* Required tasks
[1] Condense the paragraph beginning "The former Kaiser Permanente executive" in the article on Donna Lynne's fundraising into a short bulleted list that keeps its main facts.
[2] Carry on the article about Lt. Gov. Donna Lynne's campaign fundraising, picking up after its final paragraph.
(Passage begins)
Colorado Lt. Gov. Donna Lynne raises more than $384,000 in Democratic gubernatorial race
Author: Ernest Luning - October 12, 2017 - Updated: October 13, 2017
Lt. Gov. Donna Lynne, a Democratic candidate for governor, plans to report bringing in $384,335 during the most recent fundraising quarter, her first since jumping in the crowded primary, her campaign said Thursday.
The former Kaiser Permanente executive plans to report her campaign had 792 individual donors and had $321,558 cash on hand at the end of September. Her campaign said 81 percent of her contributors are from Colorado. Campaign finance reports are due to the Colorado secretary of state Oct. 16.
Lynne, a first-time candidate, entered the race in September — she started fundraising Aug. 1, when she established an exploratory committee — with term-limited Gov. John Hickenlooper’s blessing, if not his formal endorsement. Four other prominent Democrats are in the race: U.S. Rep. Jared Polis, former State Treasurer Cary Kennedy, state Sen. Mike Johnston and businessman and philanthropist Noel Ginsburg.
(Passage ends)
(Extracted information begins)
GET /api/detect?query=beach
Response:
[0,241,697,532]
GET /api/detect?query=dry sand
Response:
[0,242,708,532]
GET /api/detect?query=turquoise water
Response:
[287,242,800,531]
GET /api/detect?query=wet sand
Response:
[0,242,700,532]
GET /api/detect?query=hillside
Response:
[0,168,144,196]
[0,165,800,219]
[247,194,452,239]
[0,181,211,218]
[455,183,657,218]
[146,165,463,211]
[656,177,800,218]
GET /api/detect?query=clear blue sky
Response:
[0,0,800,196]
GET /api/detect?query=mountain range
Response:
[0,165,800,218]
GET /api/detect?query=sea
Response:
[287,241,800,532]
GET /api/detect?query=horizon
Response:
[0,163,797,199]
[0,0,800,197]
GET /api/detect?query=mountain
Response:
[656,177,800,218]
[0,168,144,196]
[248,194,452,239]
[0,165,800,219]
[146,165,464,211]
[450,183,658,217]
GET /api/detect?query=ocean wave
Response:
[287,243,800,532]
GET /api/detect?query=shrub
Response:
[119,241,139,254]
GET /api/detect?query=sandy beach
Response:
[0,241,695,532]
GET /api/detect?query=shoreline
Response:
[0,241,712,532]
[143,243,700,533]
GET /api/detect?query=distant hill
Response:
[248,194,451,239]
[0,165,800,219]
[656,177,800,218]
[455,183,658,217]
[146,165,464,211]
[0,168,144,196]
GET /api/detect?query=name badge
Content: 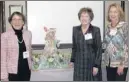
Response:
[23,51,29,59]
[85,33,92,40]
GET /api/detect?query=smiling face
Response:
[80,12,91,25]
[109,6,119,22]
[11,14,24,30]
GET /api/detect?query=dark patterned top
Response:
[103,22,129,67]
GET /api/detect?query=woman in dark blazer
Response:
[70,8,102,81]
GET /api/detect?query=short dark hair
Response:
[78,7,94,21]
[8,12,26,23]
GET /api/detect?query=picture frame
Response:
[9,5,23,16]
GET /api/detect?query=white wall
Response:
[27,1,103,44]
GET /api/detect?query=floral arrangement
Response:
[32,27,71,70]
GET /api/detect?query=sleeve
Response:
[120,23,129,65]
[70,27,76,62]
[29,31,32,69]
[94,28,102,67]
[1,34,8,79]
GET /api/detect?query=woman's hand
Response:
[117,66,124,75]
[93,67,99,76]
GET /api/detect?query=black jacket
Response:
[71,25,102,81]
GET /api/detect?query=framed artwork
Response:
[9,5,23,16]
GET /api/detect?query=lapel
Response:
[8,28,28,49]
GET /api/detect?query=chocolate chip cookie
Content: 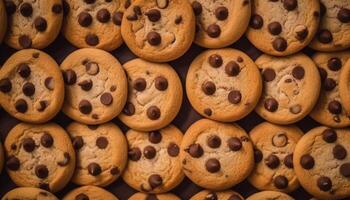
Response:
[310,51,350,128]
[61,48,127,124]
[5,0,63,49]
[248,122,303,192]
[119,59,183,131]
[122,125,184,193]
[293,127,350,199]
[310,0,350,51]
[0,49,64,123]
[122,0,195,62]
[186,49,262,122]
[5,123,75,192]
[190,0,251,48]
[180,119,254,190]
[247,0,320,56]
[255,53,321,124]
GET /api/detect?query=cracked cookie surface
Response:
[67,122,128,187]
[186,49,262,122]
[119,59,183,131]
[247,0,320,56]
[180,119,254,190]
[122,125,184,193]
[61,48,127,124]
[255,53,321,124]
[0,49,64,123]
[5,123,75,192]
[293,126,350,199]
[122,0,195,62]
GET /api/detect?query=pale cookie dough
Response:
[122,125,184,193]
[0,49,64,123]
[4,0,63,49]
[67,122,128,187]
[310,51,350,128]
[255,53,321,124]
[186,49,262,122]
[293,126,350,200]
[61,48,128,124]
[5,123,75,192]
[119,59,183,131]
[247,0,320,56]
[180,119,254,190]
[122,0,195,62]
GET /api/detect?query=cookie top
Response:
[247,0,320,56]
[0,49,64,123]
[61,48,127,124]
[180,119,254,190]
[63,0,126,51]
[310,51,350,127]
[5,0,63,49]
[255,53,321,124]
[67,122,128,186]
[62,185,118,200]
[310,0,350,51]
[293,127,350,199]
[190,0,251,48]
[186,49,262,122]
[248,122,303,192]
[122,0,195,62]
[119,59,183,131]
[5,123,75,192]
[122,125,184,193]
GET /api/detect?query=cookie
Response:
(Extracted information ends)
* Answers for each item
[1]
- Lynne, a former Kaiser Permanente executive, plans to report 792 individual donors.
- She plans to report $321,558 cash on hand at the end of September.
- Her campaign said 81 percent of her contributors are from Colorado.
- Campaign finance reports are due to the Colorado secretary of state Oct. 16.

[2]
“I’m overwhelmed by the support we’re receiving from voters who understand that for the state to build on its success, we need an experienced leader in the governor’s office,” Lynne said in a statement. “They appreciate our willingness to stand up for everyone — and are pledging to work with us to do everything possible to make sure every Coloradan has a good job, the health care they need, and that we protect the environment for generations to come.”
It could be an expensive race. Already, candidates from both parties have set off-year fundraising records, and several candidates — including Polis, one of the wealthiest members of Congress — have the ability to pour millions of dollars into their campaigns.
At the end of the 2nd Quarter, Johnston reported $651,591 on hand, Kennedy had $236,228, Polis had $206,805 and Ginsburg had $191,435. Lynne was the first gubernatorial candidate to release fundraising totals for the 3rd quarter.
“Coloradans tell us they are eager to see us build on the successes of the Hickenlooper administration — particularly when it comes to increasing wages and job opportunities across the state and expanding access to health care while driving down costs,” Lynne’s campaign manager, Ethan Susseles, said in a statement. “As we travel the state talking to more voters about Donna’s history of overcoming obstacles and her vision to keep Colorado climbing, we are continuing to build on this early momentum.”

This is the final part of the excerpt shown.